:: ARTICLE
Sound familiar? So why do we do this to ourselves?

Because everyone does it? Pretty much. From birth, we’re conditioned to survive through discipline. We hear some form of “Don’t do that!”; “Why would you say that?”; “Put that down!”; “You should know better”; “What were you thinking?”; etc. etc. etc.

Yesterday, my spiritually-in-tune, loving mother said, “You didn’t say that, did you?” (Mom, I forgive you.) Parents do this because it was done to them. This is called “child-rearing.”

At some point, however, we conclude there is something wrong with us. There must be, right? Otherwise, why would people say those things to us… WRONG!!!

With this false belief under our belts, we take it one step further…

We think that we must continue punishing ourselves this way to survive.

In There is Nothing Wrong With You, Cheri Huber describes the thought process:

Student: If I don’t do my work, and don’t make money, then I won’t be able to pay for my house, and I won’t have any food. And if I follow that along far enough, I realize that I believe those things on [my] list are designed to keep me alive. And, if I don’t do them the ultimate consequence is death.

Guide: And that’s what happens, isn’t it? Do this task or die. (laughter) Even if its get a haircut today…

So if we don’t threaten ourselves with punishment and failure, what would drive us to succeed? What would motivate us to keep going? We even chastise ourselves for not being these ultimate spiritual beings–we should be by now, right?

What is so wrong with this form of self-discipline–this feeling of control?

These layers of self-hate are keeping us from our intrinsic, inherent enlightenment. Self-hate is keeping us from learning and loving our true selves. The self-hate isn’t you. You’re beneath the self-hate.

How can you choose self-love instead of self-hate?

First of all, there is nothing wrong with you, so there is no secret that will fix you.

When we stop trying to change into someone else, when we respect our feelings, desires, hopes, and dreams, when we stop thinking of ourselves as separate from one another, when we have compassion for our hateful conditioning, then we can discover who we really are. In other words…

ACCEPT YOURSELF… as you are…right now.
::::
> **STATED EXERCISE 1**: Which Cheri Huber book does the passage on self-hate quote?
> **STATED EXERCISE 2**: Retype the passage on self-hate from "Sound familiar? So" to "to us… WRONG!!!".
The lines after this point come from a separate source.
:: DATA EXTRACT
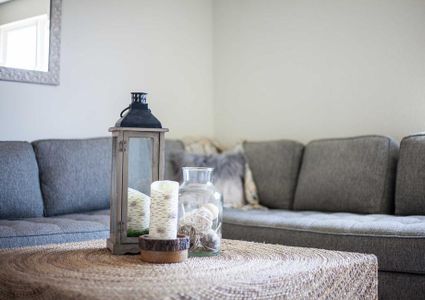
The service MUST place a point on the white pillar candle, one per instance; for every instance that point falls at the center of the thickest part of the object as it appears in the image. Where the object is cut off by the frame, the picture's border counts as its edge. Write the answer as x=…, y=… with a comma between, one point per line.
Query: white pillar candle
x=164, y=210
x=138, y=210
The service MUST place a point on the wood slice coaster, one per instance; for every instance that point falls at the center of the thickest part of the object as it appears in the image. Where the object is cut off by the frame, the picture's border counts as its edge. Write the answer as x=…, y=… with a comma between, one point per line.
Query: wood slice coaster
x=164, y=251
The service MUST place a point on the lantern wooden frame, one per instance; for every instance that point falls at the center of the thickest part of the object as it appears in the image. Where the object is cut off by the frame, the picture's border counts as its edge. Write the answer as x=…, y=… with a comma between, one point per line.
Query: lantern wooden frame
x=118, y=241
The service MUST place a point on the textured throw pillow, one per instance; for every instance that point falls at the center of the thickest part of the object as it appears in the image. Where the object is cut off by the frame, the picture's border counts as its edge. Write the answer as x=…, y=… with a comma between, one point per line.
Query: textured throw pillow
x=227, y=177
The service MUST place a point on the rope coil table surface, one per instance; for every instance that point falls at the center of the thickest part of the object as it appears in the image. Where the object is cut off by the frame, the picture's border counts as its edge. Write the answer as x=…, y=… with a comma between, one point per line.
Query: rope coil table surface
x=244, y=270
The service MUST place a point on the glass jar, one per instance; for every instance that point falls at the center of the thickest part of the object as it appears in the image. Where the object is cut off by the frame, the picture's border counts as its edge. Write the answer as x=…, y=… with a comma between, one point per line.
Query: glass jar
x=200, y=212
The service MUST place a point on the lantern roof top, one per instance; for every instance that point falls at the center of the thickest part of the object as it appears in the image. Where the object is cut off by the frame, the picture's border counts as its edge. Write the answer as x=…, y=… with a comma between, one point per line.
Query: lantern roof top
x=112, y=129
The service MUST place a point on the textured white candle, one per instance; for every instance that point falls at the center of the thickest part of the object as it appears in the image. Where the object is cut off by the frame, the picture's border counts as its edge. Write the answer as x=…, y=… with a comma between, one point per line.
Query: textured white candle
x=164, y=209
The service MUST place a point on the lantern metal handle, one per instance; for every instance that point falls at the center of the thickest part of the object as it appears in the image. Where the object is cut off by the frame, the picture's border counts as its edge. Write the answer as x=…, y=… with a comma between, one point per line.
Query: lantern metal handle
x=124, y=110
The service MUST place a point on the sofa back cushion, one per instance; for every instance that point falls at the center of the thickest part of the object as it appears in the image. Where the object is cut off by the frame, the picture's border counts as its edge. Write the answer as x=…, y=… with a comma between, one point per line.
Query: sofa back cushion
x=75, y=175
x=349, y=174
x=172, y=147
x=275, y=166
x=410, y=186
x=20, y=195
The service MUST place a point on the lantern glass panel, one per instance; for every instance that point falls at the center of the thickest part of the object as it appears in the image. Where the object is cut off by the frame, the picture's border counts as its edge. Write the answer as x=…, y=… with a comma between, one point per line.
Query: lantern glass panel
x=140, y=176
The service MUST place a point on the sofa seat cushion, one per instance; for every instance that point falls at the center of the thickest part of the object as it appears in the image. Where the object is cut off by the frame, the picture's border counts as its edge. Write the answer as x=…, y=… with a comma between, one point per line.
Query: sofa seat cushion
x=348, y=174
x=60, y=229
x=397, y=241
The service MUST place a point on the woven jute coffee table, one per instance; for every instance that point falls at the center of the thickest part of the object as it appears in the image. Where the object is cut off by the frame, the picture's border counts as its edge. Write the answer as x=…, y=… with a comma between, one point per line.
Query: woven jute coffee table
x=245, y=270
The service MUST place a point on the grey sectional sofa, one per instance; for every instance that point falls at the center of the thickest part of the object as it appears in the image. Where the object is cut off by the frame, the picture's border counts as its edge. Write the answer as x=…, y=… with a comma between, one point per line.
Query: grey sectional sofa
x=363, y=194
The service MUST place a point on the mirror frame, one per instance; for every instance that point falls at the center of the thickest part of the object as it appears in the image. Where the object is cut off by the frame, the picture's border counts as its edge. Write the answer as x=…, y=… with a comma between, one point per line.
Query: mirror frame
x=52, y=75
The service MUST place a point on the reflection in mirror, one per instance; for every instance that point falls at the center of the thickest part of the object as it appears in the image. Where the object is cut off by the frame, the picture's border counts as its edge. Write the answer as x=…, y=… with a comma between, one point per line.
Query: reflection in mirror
x=24, y=34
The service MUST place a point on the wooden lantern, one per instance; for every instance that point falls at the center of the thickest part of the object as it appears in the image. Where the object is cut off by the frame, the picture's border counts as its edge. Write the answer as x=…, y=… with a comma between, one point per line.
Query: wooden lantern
x=137, y=161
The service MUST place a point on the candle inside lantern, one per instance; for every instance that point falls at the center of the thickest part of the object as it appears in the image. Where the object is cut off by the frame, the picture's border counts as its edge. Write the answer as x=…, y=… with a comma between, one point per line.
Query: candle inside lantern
x=164, y=209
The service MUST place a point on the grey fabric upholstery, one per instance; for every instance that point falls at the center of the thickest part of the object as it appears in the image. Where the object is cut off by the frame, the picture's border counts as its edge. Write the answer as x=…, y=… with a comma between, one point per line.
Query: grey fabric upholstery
x=60, y=229
x=75, y=175
x=275, y=167
x=410, y=186
x=350, y=174
x=396, y=286
x=397, y=241
x=172, y=147
x=20, y=195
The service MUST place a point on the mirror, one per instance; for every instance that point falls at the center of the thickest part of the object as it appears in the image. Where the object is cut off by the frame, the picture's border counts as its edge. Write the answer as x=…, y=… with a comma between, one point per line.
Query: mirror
x=30, y=40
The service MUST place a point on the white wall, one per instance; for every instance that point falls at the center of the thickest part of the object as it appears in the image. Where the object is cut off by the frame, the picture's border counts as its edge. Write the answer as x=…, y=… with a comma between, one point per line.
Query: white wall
x=282, y=69
x=306, y=69
x=110, y=48
x=16, y=10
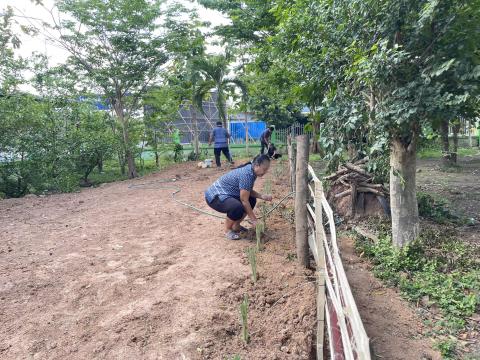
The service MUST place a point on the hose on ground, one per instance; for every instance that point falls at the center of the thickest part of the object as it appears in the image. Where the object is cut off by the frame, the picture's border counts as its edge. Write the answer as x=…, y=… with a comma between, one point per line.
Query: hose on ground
x=153, y=185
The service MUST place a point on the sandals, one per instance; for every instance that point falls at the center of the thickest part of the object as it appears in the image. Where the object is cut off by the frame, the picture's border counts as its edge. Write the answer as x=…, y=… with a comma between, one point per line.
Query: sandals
x=241, y=229
x=232, y=235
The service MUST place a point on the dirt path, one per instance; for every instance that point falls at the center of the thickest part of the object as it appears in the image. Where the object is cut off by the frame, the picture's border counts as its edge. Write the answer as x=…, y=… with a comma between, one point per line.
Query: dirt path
x=121, y=273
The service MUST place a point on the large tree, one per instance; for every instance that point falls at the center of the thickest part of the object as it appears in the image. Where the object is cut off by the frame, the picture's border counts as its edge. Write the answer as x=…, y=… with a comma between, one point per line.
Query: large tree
x=118, y=46
x=390, y=66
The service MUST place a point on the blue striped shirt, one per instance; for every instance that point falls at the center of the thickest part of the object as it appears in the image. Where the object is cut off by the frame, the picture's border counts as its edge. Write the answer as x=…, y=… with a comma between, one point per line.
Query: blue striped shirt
x=230, y=184
x=220, y=136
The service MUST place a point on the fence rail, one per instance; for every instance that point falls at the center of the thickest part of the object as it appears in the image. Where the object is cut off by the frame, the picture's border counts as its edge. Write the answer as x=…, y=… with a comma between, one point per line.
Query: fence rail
::::
> **CORRECT RESPONSE 1**: There is Nothing Wrong With You

> **CORRECT RESPONSE 2**:
Sound familiar? So why do we do this to ourselves?

Because everyone does it? Pretty much. From birth, we’re conditioned to survive through discipline. We hear some form of “Don’t do that!”; “Why would you say that?”; “Put that down!”; “You should know better”; “What were you thinking?”; etc. etc. etc.

Yesterday, my spiritually-in-tune, loving mother said, “You didn’t say that, did you?” (Mom, I forgive you.) Parents do this because it was done to them. This is called “child-rearing.”

At some point, however, we conclude there is something wrong with us. There must be, right? Otherwise, why would people say those things to us… WRONG!!!